## GOAL OF THE EXERCISE
Rewrite every line of the entries below as a Markdown table with the columns "No." and "Text", numbering the rows in order and skipping blank lines. Leave the pictures out of the table.

+ + +

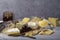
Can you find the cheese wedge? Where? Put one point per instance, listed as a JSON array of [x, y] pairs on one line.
[[32, 25], [44, 23], [53, 21], [25, 20], [12, 31], [47, 32], [35, 19]]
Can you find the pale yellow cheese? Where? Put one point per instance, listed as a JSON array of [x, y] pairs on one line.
[[53, 21], [43, 23], [47, 32], [25, 20], [35, 19], [12, 31]]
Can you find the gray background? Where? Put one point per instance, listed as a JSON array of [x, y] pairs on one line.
[[28, 8], [21, 8]]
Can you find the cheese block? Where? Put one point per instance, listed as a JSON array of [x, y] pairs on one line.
[[18, 25], [44, 23], [25, 20], [35, 19], [53, 21], [46, 32], [31, 33], [12, 31], [32, 25]]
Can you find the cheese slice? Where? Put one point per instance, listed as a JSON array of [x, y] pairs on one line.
[[47, 32], [35, 19], [53, 21], [32, 25], [44, 23], [25, 20], [12, 31]]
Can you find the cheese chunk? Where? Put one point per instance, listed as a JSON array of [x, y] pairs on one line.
[[25, 20], [46, 32], [32, 25], [43, 23], [53, 21], [12, 31], [35, 19]]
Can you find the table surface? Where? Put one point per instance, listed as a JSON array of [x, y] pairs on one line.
[[55, 36]]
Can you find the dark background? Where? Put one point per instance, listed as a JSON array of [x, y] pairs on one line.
[[28, 8]]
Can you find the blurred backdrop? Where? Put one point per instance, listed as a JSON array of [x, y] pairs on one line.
[[28, 8]]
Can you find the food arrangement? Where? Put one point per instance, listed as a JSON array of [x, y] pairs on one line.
[[30, 26], [27, 26]]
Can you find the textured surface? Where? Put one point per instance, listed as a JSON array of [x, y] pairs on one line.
[[41, 8], [55, 36], [22, 8]]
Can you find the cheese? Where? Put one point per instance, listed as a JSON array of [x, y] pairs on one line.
[[18, 25], [12, 31], [44, 23], [25, 20], [35, 19], [32, 25], [46, 32], [54, 21]]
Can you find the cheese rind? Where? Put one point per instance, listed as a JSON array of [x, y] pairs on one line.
[[12, 31], [46, 32], [25, 20], [43, 23], [53, 21]]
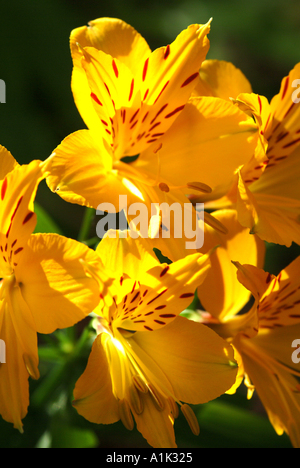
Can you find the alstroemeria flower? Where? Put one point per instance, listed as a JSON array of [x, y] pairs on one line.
[[265, 192], [43, 284], [146, 360], [128, 97], [263, 336]]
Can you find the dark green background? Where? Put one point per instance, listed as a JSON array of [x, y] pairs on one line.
[[261, 37]]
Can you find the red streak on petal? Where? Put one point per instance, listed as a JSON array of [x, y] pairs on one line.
[[131, 89], [162, 91], [145, 69], [167, 52], [28, 217], [3, 189], [115, 68], [93, 96], [178, 109], [190, 79], [286, 85]]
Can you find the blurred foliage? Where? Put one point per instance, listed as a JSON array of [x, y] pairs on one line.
[[260, 37]]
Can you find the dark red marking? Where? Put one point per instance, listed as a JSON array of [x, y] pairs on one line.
[[145, 69], [178, 109], [286, 85], [291, 143], [93, 96], [186, 295], [3, 189], [135, 297], [154, 126], [28, 217], [162, 91], [269, 278], [145, 116], [134, 116], [158, 113], [146, 94], [158, 296], [167, 52], [260, 104], [165, 270]]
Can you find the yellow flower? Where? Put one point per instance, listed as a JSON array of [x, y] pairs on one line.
[[263, 336], [43, 285], [128, 97], [146, 360], [265, 191]]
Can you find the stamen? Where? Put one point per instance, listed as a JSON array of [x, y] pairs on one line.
[[156, 397], [191, 419], [173, 407], [164, 187], [140, 384], [135, 400], [214, 223], [199, 186], [125, 414]]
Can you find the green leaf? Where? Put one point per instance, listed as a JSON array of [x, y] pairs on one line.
[[65, 436], [227, 425]]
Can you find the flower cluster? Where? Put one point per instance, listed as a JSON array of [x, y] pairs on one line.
[[164, 128]]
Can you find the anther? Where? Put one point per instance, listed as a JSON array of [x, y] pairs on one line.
[[125, 414], [139, 384], [214, 223], [135, 400], [164, 187], [199, 186], [191, 419], [159, 403]]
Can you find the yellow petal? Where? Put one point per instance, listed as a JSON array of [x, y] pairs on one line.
[[113, 37], [221, 294], [254, 279], [165, 291], [281, 304], [137, 108], [17, 219], [82, 172], [94, 399], [283, 129], [126, 256], [221, 79], [7, 162], [264, 208], [53, 281], [155, 426], [198, 363], [204, 136], [17, 330]]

+ + +

## REPLY TO THE TASK
| No. | Text |
|---|---|
| 1 | Can you find the cheese wedge? Where? Put one point per instance, listed as a JSON array of [x, y] pairs on one line. |
| 2 | [[32, 25], [44, 23], [53, 21], [25, 20], [12, 31], [47, 32], [35, 19]] |
| 3 | Can you find the pale yellow cheese? Where? Put one point per instance, listed as a JSON array of [x, y] pairs on one line. |
| 4 | [[53, 21], [43, 23], [47, 32], [25, 20], [35, 19], [12, 31]] |
| 5 | Can you find the gray background? Where? Put one point per instance, listed as a JSON array of [x, y] pairs on one line. |
| 6 | [[28, 8], [21, 8]] |
| 7 | Can you find the cheese block? Where? Put one point per instance, listed as a JSON array of [x, y] pairs on one line. |
| 8 | [[18, 25], [44, 23], [25, 20], [35, 19], [53, 21], [46, 32], [31, 33], [12, 31], [32, 25]] |
| 9 | Can you find the cheese slice? Where? Put one point per instance, listed as a JSON array of [x, y] pairs on one line. |
| 10 | [[47, 32], [35, 19], [53, 21], [32, 25], [44, 23], [25, 20], [12, 31]] |
| 11 | Can you find the cheese chunk? Where? Put one point per instance, listed as a JSON array of [x, y] pairs on one line. |
| 12 | [[25, 20], [46, 32], [32, 25], [43, 23], [53, 21], [12, 31], [35, 19]] |
| 13 | Can you find the table surface? Where? Put one point per instance, listed as a JSON array of [x, y] pairs on one line. |
| 14 | [[55, 36]] |
| 15 | Can you find the dark background? Where? Put one point per instance, listed as a JSON array of [x, y] pairs on one line. |
| 16 | [[28, 8]] |
| 17 | Can you find the blurred backdrop? Where? Put one point per instance, listed as a JSON array of [x, y] pairs on one line. |
| 18 | [[28, 8]] |
| 19 | Can you find the food arrangement? Where? Put one point per instance, listed as a JSON array of [x, y] pairs on one line. |
| 20 | [[30, 26], [27, 26]] |
| 21 | Can you find the textured surface? Where? Put one point per instance, listed as a JSON array of [x, y] pairs on one line. |
| 22 | [[41, 8], [55, 36], [22, 8]] |
| 23 | Can you find the cheese? Where? Put one point per instance, listed as a JSON array of [x, y] pairs on one line. |
| 24 | [[18, 25], [12, 31], [44, 23], [25, 20], [35, 19], [32, 25], [46, 32], [54, 21]] |
| 25 | Can you find the cheese rind? Where? Put one point per instance, listed as a JSON array of [x, y] pairs on one line. |
| 26 | [[12, 31], [46, 32], [25, 20], [43, 23], [53, 21]] |
| 27 | Can you find the alstroemeria flower? Where? Put one point per instance, listed as a JSON array of [x, y] pairs on one line. |
| 28 | [[265, 192], [43, 284], [146, 360], [128, 97], [263, 336]] |
| 29 | Can you find the dark green background? Where? Put one point per instance, listed as a JSON array of [x, y] pairs on one line. |
| 30 | [[261, 37]] |
| 31 | Can you find the red streak on petal? Where? Put one point per instance, listed as a JSON array of [x, y] pairs on one line. |
| 32 | [[131, 89], [162, 91], [145, 69], [167, 52], [28, 217], [3, 189], [115, 68], [93, 96], [178, 109], [190, 79], [286, 85]] |
| 33 | Can you find the blurred foliage? Where? Put one point per instance, listed as a JSON array of [x, y] pairs on one line. |
| 34 | [[260, 37]] |
| 35 | Can you find the dark red marking? Where? Put one point per instance, listed as a JSON array of [x, y] pairs on one line. |
| 36 | [[145, 69], [178, 109], [286, 85], [291, 143], [93, 96], [186, 295], [3, 189], [135, 297], [154, 126], [28, 217], [162, 91], [269, 278], [145, 116], [134, 116], [158, 113], [146, 94], [158, 296], [167, 52], [260, 104], [165, 270]] |
| 37 | Can you find the yellow flower? Where? Put one point per instance, listed as a JSON array of [x, y] pairs on one line. |
| 38 | [[263, 336], [43, 285], [128, 97], [146, 360], [265, 191]] |
| 39 | Can you find the stamen? Where? Put one point per instance, listed as a JSON array of [x, y] pairs on one line. |
| 40 | [[156, 397], [191, 419], [173, 407], [164, 187], [140, 384], [135, 400], [214, 223], [199, 186], [125, 414]] |
| 41 | Can you find the green leaf? Where? Put one point per instance, listed as a JSON array of [x, y] pairs on one line. |
| 42 | [[65, 436], [227, 425]] |
| 43 | Can you find the flower cluster? Where? Put one point per instance, listed as a JSON array of [x, y] pairs on one line. |
| 44 | [[164, 128]] |
| 45 | Can you find the anther? Where? Put one point per instance, listed as a JSON array of [x, y] pairs on one line. |
| 46 | [[125, 414], [139, 384], [214, 223], [135, 400], [164, 187], [199, 186], [191, 419], [159, 403]] |
| 47 | Can you find the yellow petal? Where? Put one point per instance, listed as a JSON array of [x, y] pairs on one line. |
| 48 | [[113, 37], [221, 294], [254, 279], [165, 291], [281, 304], [137, 108], [17, 219], [82, 172], [94, 399], [283, 129], [126, 256], [221, 79], [7, 162], [264, 208], [53, 281], [155, 426], [198, 363], [204, 136], [17, 330]] |